**PROMPT:** In the rows below, pull out the lines from the one with "Every instance of the wooden" to the one with "<point>100,37</point>", both included, and reproduce them unchanged.

**RECORDS:**
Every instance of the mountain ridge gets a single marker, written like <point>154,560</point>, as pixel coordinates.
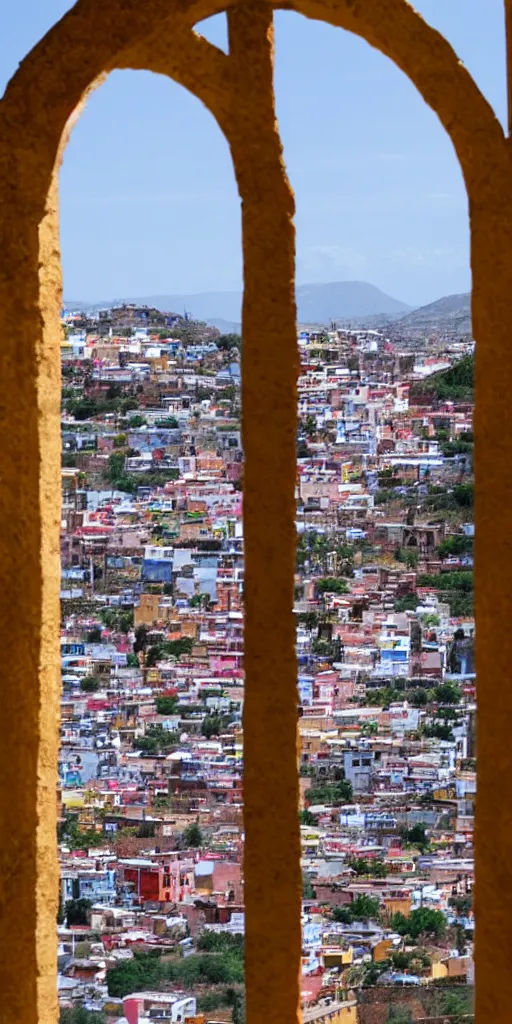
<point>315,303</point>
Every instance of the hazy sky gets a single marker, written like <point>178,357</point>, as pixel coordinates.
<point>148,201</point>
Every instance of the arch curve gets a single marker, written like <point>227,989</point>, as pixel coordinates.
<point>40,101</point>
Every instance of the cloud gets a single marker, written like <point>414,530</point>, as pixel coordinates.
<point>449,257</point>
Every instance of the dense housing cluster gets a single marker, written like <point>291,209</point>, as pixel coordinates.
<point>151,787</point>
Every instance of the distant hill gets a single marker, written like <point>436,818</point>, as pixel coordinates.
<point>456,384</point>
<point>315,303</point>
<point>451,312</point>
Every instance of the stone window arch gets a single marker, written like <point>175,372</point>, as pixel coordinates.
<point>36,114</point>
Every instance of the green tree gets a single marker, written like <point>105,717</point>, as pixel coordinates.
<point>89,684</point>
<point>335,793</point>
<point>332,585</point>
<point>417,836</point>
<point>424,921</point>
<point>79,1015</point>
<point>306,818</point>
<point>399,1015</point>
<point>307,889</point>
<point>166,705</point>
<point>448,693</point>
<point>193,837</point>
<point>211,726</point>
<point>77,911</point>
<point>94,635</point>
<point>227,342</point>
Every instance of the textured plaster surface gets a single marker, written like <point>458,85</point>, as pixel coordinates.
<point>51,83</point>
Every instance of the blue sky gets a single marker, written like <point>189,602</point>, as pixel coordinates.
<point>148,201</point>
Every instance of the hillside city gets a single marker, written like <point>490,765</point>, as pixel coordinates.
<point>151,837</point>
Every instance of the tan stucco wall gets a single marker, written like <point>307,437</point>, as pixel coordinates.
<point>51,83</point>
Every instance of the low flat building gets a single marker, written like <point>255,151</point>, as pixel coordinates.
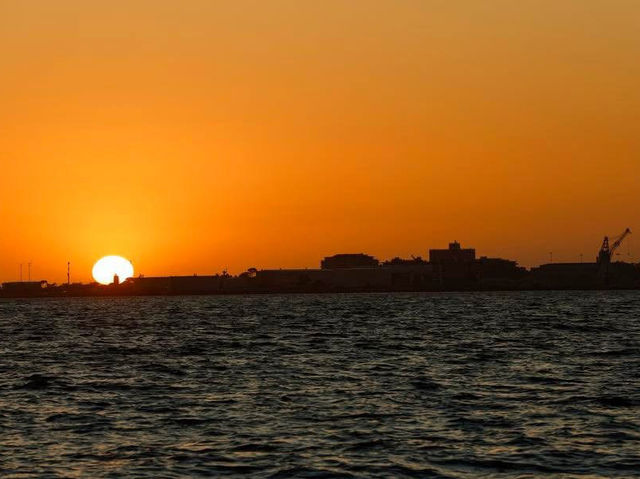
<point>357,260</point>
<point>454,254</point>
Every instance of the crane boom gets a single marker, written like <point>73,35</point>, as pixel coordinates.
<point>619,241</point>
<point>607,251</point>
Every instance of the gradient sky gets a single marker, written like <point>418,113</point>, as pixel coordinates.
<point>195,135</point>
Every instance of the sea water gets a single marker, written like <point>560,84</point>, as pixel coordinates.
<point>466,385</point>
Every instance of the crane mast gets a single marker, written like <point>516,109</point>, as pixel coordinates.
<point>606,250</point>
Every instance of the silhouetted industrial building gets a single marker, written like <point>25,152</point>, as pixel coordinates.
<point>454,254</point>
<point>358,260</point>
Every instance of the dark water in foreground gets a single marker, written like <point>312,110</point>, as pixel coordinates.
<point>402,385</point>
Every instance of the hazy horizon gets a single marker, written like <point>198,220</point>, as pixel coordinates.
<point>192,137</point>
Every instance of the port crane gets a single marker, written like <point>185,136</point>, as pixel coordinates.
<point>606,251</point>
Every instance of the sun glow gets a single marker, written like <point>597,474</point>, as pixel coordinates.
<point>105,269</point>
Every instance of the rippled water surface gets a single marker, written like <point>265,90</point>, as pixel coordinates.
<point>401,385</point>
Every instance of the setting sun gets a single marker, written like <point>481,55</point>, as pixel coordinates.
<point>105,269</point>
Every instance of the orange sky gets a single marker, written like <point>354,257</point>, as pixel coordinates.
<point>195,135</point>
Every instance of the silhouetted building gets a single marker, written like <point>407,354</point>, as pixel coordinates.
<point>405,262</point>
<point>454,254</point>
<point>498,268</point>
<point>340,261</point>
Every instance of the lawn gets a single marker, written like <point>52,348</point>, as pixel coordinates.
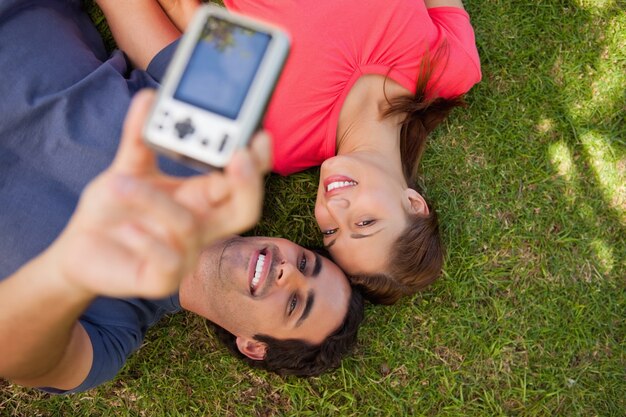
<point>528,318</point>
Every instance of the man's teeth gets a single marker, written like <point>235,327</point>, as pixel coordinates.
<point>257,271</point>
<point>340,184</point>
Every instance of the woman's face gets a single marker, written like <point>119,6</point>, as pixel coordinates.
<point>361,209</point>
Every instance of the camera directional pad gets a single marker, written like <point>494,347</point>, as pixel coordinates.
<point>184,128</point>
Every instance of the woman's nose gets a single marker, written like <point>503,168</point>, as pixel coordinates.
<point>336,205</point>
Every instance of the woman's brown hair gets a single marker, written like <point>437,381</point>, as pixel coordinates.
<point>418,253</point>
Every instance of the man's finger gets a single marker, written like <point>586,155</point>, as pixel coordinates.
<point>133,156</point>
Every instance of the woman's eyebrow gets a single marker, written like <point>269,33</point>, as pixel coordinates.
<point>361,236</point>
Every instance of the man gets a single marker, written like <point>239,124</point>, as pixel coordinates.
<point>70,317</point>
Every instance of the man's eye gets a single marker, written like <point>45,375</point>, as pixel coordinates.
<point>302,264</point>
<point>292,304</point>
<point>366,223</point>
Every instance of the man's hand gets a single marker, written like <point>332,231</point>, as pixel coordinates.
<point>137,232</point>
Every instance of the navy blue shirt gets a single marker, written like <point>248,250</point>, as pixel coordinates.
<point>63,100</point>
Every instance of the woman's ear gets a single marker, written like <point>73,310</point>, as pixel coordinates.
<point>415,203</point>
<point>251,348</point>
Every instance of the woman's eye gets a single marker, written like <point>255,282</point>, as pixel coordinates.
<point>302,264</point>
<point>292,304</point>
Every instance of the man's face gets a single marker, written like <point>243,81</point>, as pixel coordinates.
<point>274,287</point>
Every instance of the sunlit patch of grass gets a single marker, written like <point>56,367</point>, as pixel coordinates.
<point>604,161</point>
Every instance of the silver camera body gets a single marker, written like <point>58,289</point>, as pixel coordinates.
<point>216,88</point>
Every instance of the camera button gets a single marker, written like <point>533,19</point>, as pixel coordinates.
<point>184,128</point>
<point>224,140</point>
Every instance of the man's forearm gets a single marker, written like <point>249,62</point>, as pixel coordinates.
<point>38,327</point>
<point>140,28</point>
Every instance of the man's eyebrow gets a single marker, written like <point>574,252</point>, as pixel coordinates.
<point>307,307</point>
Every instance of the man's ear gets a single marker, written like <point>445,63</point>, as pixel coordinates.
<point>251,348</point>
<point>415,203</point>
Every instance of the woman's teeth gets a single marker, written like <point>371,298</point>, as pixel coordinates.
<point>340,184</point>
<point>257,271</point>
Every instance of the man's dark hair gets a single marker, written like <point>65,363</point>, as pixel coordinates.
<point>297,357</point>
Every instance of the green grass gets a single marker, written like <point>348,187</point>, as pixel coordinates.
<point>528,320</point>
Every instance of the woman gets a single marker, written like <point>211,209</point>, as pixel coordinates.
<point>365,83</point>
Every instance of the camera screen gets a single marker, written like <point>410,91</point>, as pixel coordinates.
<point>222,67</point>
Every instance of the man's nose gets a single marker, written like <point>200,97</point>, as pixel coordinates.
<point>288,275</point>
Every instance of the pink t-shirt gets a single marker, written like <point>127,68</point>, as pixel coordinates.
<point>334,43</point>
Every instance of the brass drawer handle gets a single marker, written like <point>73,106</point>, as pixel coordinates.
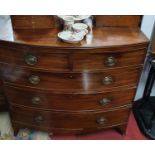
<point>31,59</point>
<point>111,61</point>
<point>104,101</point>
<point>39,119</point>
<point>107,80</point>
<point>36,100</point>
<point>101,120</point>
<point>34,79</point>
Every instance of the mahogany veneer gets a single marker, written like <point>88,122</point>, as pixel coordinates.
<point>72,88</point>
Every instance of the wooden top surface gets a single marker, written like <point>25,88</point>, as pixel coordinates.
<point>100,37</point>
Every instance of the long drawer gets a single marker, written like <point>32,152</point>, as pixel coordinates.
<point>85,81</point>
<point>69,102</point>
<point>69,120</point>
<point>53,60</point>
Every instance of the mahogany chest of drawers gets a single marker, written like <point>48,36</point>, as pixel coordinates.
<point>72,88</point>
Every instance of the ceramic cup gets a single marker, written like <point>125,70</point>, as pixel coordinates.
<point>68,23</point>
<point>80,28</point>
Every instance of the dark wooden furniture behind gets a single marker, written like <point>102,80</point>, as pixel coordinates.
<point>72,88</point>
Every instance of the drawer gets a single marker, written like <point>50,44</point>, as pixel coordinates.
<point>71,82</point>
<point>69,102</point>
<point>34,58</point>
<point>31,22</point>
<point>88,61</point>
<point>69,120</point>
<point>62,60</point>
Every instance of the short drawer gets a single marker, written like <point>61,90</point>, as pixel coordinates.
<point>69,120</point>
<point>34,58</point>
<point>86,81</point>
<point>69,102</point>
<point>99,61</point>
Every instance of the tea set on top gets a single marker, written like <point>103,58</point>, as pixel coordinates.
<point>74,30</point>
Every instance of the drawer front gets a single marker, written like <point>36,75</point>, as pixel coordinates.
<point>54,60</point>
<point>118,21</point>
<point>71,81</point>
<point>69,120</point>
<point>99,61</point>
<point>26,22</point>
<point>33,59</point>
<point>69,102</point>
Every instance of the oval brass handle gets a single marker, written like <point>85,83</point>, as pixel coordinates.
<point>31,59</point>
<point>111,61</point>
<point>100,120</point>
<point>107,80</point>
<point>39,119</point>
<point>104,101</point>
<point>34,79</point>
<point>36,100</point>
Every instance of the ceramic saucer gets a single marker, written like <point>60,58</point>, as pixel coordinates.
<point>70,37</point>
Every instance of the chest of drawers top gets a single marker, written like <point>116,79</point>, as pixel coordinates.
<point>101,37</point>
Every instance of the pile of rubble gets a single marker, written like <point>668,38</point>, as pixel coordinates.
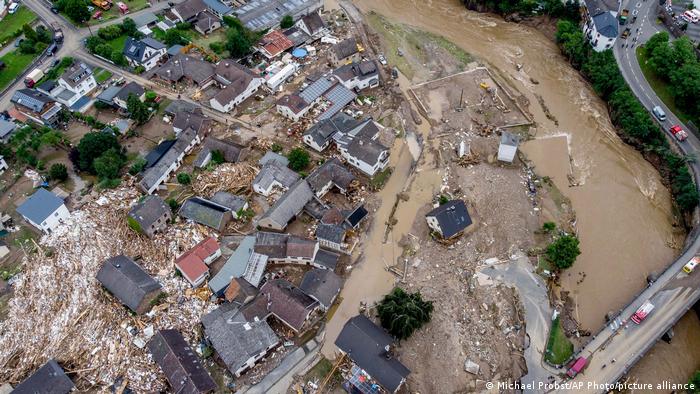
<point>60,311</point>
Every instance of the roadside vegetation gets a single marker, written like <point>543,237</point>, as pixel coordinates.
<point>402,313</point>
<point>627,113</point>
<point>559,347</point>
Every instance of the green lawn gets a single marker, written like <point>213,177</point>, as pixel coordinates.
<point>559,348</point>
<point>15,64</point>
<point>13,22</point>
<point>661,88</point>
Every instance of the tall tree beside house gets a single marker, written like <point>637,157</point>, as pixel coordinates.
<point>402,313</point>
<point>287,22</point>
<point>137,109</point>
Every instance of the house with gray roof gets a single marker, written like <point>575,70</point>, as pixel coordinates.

**RESULT FOR THIS EXERCISE:**
Every instance of the wooden top surface gets a single marker, written like <point>25,88</point>, as pixel coordinates.
<point>100,37</point>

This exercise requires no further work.